Assignment:
Repeat the first line of the listing and each line after it, exactly, through the line containing "[[204, 319]]".
*** Opening of Material for this exercise ***
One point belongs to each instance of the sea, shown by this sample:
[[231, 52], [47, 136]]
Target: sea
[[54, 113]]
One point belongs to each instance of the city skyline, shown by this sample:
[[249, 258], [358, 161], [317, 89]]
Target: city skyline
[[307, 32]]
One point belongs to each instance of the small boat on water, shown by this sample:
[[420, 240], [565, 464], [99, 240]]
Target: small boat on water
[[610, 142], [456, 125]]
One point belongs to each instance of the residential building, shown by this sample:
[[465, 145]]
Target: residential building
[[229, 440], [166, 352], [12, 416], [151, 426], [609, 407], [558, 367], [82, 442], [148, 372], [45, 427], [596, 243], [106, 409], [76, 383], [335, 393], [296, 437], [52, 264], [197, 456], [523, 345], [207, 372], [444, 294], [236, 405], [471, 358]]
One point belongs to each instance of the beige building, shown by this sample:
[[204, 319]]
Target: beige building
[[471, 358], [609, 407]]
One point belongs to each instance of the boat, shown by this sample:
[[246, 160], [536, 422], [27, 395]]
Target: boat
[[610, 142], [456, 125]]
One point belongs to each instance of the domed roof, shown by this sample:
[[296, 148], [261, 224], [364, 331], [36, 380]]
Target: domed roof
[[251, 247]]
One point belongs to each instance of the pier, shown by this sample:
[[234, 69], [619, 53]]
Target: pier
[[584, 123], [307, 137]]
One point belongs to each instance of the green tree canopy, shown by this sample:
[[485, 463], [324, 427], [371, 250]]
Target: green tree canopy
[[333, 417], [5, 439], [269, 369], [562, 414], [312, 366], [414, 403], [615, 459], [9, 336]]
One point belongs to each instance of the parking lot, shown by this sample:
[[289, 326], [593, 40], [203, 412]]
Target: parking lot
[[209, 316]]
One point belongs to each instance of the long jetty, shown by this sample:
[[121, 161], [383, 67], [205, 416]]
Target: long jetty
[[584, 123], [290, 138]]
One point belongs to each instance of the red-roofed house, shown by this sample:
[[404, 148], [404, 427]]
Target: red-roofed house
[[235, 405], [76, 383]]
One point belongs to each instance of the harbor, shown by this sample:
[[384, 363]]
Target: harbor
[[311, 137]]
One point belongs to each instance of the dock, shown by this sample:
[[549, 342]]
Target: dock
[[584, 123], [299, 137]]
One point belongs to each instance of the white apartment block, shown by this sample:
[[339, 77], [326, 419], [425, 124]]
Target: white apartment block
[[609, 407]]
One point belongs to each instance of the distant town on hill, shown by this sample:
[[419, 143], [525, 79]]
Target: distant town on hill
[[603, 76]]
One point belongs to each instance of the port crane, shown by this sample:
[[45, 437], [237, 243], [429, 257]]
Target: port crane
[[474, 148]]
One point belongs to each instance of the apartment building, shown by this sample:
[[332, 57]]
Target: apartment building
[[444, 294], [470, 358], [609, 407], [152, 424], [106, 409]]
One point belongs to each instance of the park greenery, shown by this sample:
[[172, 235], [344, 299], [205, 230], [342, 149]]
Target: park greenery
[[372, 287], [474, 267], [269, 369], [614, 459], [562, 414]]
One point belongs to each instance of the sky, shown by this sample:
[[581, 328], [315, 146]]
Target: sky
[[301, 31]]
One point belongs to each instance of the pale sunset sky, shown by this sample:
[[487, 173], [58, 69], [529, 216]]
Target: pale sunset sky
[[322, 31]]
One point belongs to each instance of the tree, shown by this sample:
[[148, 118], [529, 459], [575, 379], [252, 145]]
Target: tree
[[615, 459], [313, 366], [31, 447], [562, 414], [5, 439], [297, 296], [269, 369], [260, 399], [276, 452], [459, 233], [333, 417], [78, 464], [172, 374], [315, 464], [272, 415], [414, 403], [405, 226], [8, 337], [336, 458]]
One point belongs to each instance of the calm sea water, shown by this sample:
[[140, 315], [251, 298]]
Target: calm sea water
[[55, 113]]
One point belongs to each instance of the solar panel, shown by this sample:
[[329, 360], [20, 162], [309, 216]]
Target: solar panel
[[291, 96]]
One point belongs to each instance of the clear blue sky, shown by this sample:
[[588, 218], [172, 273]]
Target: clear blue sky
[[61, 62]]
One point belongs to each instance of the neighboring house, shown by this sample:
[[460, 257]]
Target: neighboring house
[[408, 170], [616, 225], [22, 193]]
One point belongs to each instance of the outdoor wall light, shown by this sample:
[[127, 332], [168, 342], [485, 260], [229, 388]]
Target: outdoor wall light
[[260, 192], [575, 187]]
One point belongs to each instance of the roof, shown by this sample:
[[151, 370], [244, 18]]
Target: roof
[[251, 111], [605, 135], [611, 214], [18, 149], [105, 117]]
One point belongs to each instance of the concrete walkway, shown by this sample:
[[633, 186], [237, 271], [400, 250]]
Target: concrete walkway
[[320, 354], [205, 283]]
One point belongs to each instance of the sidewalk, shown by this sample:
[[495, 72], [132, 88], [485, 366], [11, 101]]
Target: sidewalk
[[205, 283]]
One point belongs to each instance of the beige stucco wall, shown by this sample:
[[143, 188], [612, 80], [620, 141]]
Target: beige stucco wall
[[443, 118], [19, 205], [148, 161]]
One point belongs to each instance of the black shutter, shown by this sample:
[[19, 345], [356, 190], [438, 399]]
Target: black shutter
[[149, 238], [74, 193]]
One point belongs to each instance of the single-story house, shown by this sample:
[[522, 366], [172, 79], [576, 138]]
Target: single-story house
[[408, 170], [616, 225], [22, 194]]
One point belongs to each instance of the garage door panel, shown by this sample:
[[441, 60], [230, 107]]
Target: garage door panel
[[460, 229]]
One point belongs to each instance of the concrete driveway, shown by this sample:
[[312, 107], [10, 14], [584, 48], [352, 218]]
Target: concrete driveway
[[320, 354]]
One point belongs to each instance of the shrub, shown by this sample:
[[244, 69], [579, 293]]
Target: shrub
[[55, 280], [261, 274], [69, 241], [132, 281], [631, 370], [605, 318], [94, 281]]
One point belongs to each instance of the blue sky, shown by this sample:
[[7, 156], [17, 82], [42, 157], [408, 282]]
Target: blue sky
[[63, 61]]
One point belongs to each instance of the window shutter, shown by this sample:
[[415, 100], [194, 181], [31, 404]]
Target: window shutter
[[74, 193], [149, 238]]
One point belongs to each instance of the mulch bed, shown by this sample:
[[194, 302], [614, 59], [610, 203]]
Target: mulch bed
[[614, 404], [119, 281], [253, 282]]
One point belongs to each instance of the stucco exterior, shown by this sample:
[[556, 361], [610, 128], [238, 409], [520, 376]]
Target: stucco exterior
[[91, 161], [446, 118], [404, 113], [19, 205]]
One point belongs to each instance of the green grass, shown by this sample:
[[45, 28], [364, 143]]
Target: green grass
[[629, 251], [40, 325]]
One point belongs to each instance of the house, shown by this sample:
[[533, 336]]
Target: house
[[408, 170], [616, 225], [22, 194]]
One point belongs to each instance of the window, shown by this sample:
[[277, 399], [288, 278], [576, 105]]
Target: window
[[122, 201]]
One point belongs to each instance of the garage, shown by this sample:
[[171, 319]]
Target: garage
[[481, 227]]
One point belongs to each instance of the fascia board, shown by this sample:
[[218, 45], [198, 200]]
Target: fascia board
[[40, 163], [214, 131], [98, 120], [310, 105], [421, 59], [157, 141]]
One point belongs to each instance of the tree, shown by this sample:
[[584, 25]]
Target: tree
*** Close of Material for this exercise ***
Answer:
One point belongs to each instance of the sea, shown by this sample:
[[231, 52], [47, 136]]
Target: sea
[[54, 113]]
One point belongs to each instance of the city skyline, shown by this sample:
[[249, 258], [358, 161], [317, 89]]
Target: city skyline
[[307, 32]]
One point belongs to each instance of the small boat on water, shown by this sample:
[[420, 240], [565, 464], [99, 240]]
Target: small boat on water
[[610, 142], [456, 125]]
One point belongs to each instance of the residential building, shown by this sample:
[[465, 145]]
Target: residential building
[[229, 440], [166, 352], [12, 416], [151, 426], [609, 407], [558, 367], [82, 442], [148, 372], [45, 427], [596, 243], [106, 409], [76, 383], [335, 393], [296, 437], [52, 264], [197, 456], [523, 345], [207, 372], [444, 294], [236, 405], [471, 358]]
One point belongs to each instance of the beige building, shown by this sample:
[[204, 319]]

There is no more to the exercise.